* _TASK DETAILS_: Reproduce the data in its entirety, exactly as supplied.

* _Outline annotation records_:
------------------------------------------------
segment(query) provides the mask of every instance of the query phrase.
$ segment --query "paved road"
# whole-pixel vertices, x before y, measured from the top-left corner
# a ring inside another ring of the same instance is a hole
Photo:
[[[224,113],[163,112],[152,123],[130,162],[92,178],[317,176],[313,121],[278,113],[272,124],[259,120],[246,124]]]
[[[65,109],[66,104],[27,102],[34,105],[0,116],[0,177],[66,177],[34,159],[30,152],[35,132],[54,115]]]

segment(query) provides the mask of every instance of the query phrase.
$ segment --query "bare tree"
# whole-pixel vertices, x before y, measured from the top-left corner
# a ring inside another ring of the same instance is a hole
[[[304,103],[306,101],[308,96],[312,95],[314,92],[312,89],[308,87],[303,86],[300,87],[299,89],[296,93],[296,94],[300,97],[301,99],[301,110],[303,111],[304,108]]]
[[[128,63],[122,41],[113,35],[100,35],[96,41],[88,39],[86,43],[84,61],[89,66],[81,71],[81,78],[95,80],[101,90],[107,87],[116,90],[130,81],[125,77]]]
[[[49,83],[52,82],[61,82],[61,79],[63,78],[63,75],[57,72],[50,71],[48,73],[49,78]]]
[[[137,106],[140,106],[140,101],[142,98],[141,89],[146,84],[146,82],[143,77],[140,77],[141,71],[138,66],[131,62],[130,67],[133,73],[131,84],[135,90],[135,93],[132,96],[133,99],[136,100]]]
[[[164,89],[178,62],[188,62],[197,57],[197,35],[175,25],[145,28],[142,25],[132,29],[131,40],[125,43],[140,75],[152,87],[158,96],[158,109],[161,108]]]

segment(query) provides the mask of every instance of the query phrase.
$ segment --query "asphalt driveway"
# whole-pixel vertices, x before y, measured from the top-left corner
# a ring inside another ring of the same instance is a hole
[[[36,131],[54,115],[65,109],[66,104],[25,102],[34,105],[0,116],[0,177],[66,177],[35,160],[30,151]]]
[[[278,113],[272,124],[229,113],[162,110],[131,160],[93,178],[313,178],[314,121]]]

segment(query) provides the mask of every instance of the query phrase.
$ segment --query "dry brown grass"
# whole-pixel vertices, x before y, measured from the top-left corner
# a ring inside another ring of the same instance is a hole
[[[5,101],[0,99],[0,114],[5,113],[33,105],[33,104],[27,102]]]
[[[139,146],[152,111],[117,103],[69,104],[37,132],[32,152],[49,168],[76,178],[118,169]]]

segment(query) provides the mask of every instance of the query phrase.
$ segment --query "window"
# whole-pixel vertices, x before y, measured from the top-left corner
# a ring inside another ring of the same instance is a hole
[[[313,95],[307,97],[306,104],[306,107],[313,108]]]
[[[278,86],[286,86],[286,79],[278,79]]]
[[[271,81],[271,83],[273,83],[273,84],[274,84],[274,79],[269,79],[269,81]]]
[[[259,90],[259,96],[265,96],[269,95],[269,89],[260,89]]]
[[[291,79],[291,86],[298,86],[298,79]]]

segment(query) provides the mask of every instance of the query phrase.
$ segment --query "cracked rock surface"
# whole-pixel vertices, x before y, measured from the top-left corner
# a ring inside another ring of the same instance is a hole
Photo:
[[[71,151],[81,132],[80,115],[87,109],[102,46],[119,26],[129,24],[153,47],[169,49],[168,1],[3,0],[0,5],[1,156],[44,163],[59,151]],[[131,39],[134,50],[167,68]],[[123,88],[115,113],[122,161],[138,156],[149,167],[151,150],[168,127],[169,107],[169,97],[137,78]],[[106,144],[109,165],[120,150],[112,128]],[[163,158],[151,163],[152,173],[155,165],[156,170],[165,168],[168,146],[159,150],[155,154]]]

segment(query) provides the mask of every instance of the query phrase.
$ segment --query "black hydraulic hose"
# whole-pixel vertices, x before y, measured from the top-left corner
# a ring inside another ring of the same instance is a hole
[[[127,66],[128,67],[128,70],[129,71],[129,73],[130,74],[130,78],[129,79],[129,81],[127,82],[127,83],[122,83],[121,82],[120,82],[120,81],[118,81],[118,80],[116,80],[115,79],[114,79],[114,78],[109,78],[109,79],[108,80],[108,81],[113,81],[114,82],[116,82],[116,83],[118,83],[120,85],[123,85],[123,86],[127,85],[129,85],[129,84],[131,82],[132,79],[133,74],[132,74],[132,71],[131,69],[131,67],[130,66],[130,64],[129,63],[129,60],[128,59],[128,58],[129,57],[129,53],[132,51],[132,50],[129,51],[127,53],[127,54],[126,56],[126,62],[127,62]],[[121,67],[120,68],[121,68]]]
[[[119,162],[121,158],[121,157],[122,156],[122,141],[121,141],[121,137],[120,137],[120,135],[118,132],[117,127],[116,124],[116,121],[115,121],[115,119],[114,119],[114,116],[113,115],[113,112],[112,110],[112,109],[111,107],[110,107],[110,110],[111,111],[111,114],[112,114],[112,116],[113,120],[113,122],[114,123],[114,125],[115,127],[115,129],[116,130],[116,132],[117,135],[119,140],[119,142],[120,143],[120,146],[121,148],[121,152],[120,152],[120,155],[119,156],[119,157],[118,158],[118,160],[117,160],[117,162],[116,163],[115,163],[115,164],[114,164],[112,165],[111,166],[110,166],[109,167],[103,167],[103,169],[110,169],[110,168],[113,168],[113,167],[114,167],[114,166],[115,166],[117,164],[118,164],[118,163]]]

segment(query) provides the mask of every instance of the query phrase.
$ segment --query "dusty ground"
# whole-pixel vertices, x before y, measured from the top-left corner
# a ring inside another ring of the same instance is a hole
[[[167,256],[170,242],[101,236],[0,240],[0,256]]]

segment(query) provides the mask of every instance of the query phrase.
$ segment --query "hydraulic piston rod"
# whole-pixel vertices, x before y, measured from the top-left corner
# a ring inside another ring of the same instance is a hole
------------------------------------------------
* _ANSWER TO THIS PROBLEM_:
segment(query) provides the mask of every instance of the query phrase.
$ segment --query "paved road"
# whole-pixel vertices, x before y, measured from the top-left corner
# a ring inside another ring of the same instance is a hole
Photo:
[[[224,113],[163,112],[152,123],[130,162],[92,178],[317,176],[313,121],[278,113],[272,124],[259,120],[246,124]]]
[[[65,109],[66,104],[27,102],[34,105],[0,116],[0,177],[66,177],[34,159],[30,152],[35,132],[54,115]]]

segment(query) provides the mask of every instance of the query phrase.
$ segment --query "bare tree"
# whole-pixel vertices, x before y, measured from the top-left corner
# a ring inside another ring of the same instance is a hole
[[[304,103],[306,101],[308,96],[312,95],[314,92],[312,89],[308,87],[303,86],[300,87],[299,89],[296,93],[296,94],[300,97],[301,99],[301,110],[303,111],[304,108]]]
[[[128,63],[122,41],[113,35],[100,35],[96,41],[88,39],[86,43],[84,61],[89,66],[81,71],[81,78],[95,80],[101,90],[107,87],[116,90],[130,81],[125,77]]]
[[[49,83],[52,82],[61,82],[61,79],[63,78],[63,75],[57,72],[50,71],[48,73],[49,78]]]
[[[137,106],[140,106],[140,101],[142,98],[141,89],[146,84],[146,82],[143,77],[140,77],[141,71],[138,66],[131,62],[130,67],[133,73],[131,84],[135,90],[135,93],[132,96],[133,99],[136,100]]]
[[[164,89],[178,62],[188,62],[197,57],[197,35],[175,25],[145,28],[142,25],[132,29],[131,40],[125,43],[140,75],[152,87],[158,96],[158,109],[161,108]]]

segment(query) provides the mask of every instance of the query phrase.
$ segment --query "asphalt driveway"
# whole-pixel vertices, x before y, measured from the top-left corner
# a ring inside another ring of the same instance is a hole
[[[36,131],[54,115],[65,109],[66,104],[25,102],[34,105],[0,116],[0,177],[66,177],[35,160],[30,151]]]
[[[278,113],[272,124],[229,113],[162,110],[131,160],[93,178],[313,178],[314,121]]]

segment(query) provides the mask of every instance of the query phrase.
$ segment --query "dry brown grass"
# whole-pixel vertices, x before y, measured from the top-left corner
# a ring inside another ring of the same instance is a hole
[[[5,101],[0,99],[0,114],[5,113],[33,105],[33,104],[27,102]]]
[[[139,146],[152,111],[117,103],[69,104],[37,132],[32,152],[49,168],[76,178],[118,169]]]

segment(query) provides the mask of every instance of the query phrase.
$ segment --query "window"
# whole-pixel vertices, x before y, measured from the top-left corner
# a ring inside another ring of the same instance is a hole
[[[313,95],[307,97],[306,104],[306,107],[313,108]]]
[[[278,86],[286,86],[286,79],[278,79]]]
[[[271,81],[271,83],[273,83],[273,84],[274,84],[274,79],[269,79],[269,81]]]
[[[259,90],[259,96],[265,96],[269,95],[269,89],[260,89]]]
[[[291,79],[291,86],[298,86],[298,79]]]

segment(query) provides the mask of every instance of the query phrase.
$ segment --query "cracked rock surface"
# whole-pixel vertices, x before y, measured from the top-left corner
# a ring inside another ring of the same instance is a hole
Photo:
[[[71,151],[81,132],[80,115],[87,109],[102,46],[119,26],[129,24],[153,47],[169,49],[168,1],[3,0],[0,5],[1,156],[44,163],[59,151]],[[131,39],[134,50],[167,68]],[[123,88],[115,113],[122,161],[138,156],[149,167],[151,150],[168,127],[169,107],[169,97],[137,78]],[[106,144],[109,165],[120,150],[112,128]],[[163,158],[151,163],[152,173],[155,165],[156,170],[165,168],[168,146],[159,150],[155,154]]]

segment(query) provides the mask of every instance of the query phrase.
$ segment --query "black hydraulic hose"
# whole-pixel vertices, x before y, measured from the top-left corner
# a ring inside another ring of the same instance is a hole
[[[127,66],[128,67],[128,70],[129,71],[129,73],[130,74],[130,78],[129,79],[129,81],[127,82],[127,83],[122,83],[121,82],[120,82],[120,81],[118,81],[118,80],[116,80],[115,79],[114,79],[114,78],[109,78],[109,79],[108,80],[108,81],[113,81],[114,82],[116,82],[116,83],[118,83],[120,85],[123,85],[123,86],[127,85],[129,85],[129,84],[131,82],[132,79],[133,74],[132,74],[132,71],[131,69],[131,67],[130,66],[130,64],[129,63],[129,60],[128,59],[128,58],[129,57],[129,53],[132,51],[132,50],[129,51],[127,53],[127,54],[126,56],[126,62],[127,62]],[[121,67],[120,68],[121,68]]]
[[[119,162],[121,158],[121,157],[122,156],[122,141],[121,141],[121,137],[120,137],[120,135],[118,132],[117,127],[116,124],[116,121],[115,121],[115,119],[114,119],[114,116],[113,115],[113,112],[112,110],[112,109],[111,107],[110,107],[110,110],[111,111],[111,114],[112,114],[112,116],[113,120],[113,122],[114,123],[114,125],[115,127],[115,129],[116,130],[116,132],[117,135],[119,140],[119,142],[120,143],[120,146],[121,148],[121,152],[120,152],[120,155],[119,156],[119,157],[118,158],[118,160],[117,160],[117,162],[116,163],[115,163],[115,164],[114,164],[112,165],[111,166],[110,166],[109,167],[103,167],[103,169],[110,169],[110,168],[113,168],[113,167],[114,167],[114,166],[115,166],[117,164],[118,164],[118,163]]]

segment(query) provides the mask of every instance of the query phrase.
$ segment --query "dusty ground"
# whole-pixel vertices, x before y, measured from the top-left corner
# a ring inside another ring of the same instance is a hole
[[[167,256],[170,242],[101,236],[0,240],[0,256]]]

segment(query) provides the mask of every instance of the query phrase.
$ segment --query "hydraulic piston rod"
# whole-pixel vertices, x before y, measured from the top-left corner
# a ring inside another ring of the same instance is a hole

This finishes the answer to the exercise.